Pointing records for named objects:
★ ★ ★

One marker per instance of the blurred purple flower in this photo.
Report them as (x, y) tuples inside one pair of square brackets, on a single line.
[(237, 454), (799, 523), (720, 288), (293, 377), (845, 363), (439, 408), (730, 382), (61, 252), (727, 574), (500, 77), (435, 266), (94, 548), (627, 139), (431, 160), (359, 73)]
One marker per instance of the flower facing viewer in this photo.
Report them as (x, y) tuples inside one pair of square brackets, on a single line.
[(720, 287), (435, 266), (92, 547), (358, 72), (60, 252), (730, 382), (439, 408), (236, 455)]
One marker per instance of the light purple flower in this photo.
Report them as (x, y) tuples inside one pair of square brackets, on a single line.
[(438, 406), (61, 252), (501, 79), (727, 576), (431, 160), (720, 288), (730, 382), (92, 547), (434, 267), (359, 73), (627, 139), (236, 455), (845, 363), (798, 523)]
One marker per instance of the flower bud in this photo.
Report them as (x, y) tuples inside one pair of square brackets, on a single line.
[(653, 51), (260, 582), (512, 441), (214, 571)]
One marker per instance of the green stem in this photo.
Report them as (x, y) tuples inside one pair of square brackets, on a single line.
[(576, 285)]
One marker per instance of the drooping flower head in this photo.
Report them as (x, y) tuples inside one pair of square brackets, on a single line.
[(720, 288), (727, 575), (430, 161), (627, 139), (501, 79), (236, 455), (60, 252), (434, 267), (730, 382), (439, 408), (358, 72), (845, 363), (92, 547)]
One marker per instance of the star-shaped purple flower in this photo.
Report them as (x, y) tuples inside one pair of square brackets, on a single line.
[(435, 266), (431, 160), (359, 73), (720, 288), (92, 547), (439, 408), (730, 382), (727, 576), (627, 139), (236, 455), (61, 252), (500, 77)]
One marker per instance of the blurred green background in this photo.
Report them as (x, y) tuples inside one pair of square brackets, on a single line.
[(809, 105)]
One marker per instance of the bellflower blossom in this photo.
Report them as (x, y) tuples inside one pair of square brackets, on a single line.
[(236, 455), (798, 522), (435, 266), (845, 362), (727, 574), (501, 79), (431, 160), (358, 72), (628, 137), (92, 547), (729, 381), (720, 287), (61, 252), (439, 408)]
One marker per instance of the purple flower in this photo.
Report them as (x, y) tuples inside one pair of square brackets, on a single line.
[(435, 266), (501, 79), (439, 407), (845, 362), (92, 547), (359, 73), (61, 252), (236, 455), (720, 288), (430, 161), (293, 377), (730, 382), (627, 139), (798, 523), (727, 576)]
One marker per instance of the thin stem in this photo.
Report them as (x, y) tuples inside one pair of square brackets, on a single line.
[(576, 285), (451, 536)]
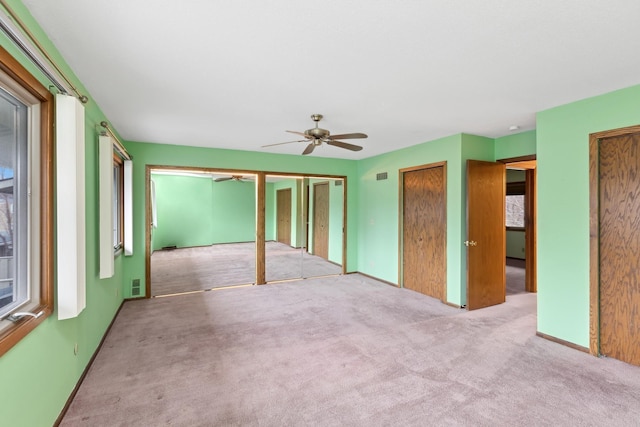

★ ★ ★

» TASK BRIEF
Rewrite the listing starting with the line with "One marker per instance of the flower bud" and going on through the line with "523), (727, 576)]", keeping every line, worded ones included. Shift each coordinate up by 27 and leave everything else unchanged.

» WRITTEN SOLUTION
One marker per instance of the flower bud in this photo.
Report them as (x, y) tuples inside one pair of square brackets, on a single line.
[(680, 78), (287, 609), (539, 468), (241, 598)]
One marker per instance of the green stem in this photo.
Report them as (x, y) tuples inside one pair of square brackets, on a single line.
[(603, 312)]
One marker per instance of the drooping flower head in this photo.
Report them as (x, y) tuples inside one pair of square brackets, on a single line.
[(747, 315), (754, 602), (457, 188), (654, 166), (528, 106), (263, 482), (87, 279), (461, 294), (757, 409), (466, 435), (385, 99), (872, 390), (119, 574)]
One marker per instance of the star-shaped purple flower in this photo.
Report them as (x, y) tuples inside one pair of square brackets, on a single line.
[(462, 293), (458, 187), (386, 100), (747, 315), (119, 574), (466, 435), (757, 409), (754, 603), (654, 166), (263, 482), (88, 279), (527, 104)]
One marker per instance of the blurred green background in this photo.
Report them as (x, y) tuples inside one pair of square brackets, on a single line.
[(836, 132)]
One marker per instance of the bellflower blossom in this photo.
Report them as (x, y) tuples inside one pair of square brackets, on a single line.
[(263, 482), (825, 549), (462, 293), (872, 389), (754, 601), (528, 106), (458, 187), (385, 99), (655, 164), (119, 574), (756, 408), (747, 314), (88, 279), (466, 435)]
One marker per instance of the purple flower in this photo.
Report them as (x, y) tuples inside one pair of square brackets, on a single line.
[(462, 293), (528, 106), (466, 434), (872, 389), (119, 574), (386, 100), (88, 279), (263, 482), (747, 315), (457, 188), (320, 404), (757, 409), (654, 166), (825, 550), (754, 603)]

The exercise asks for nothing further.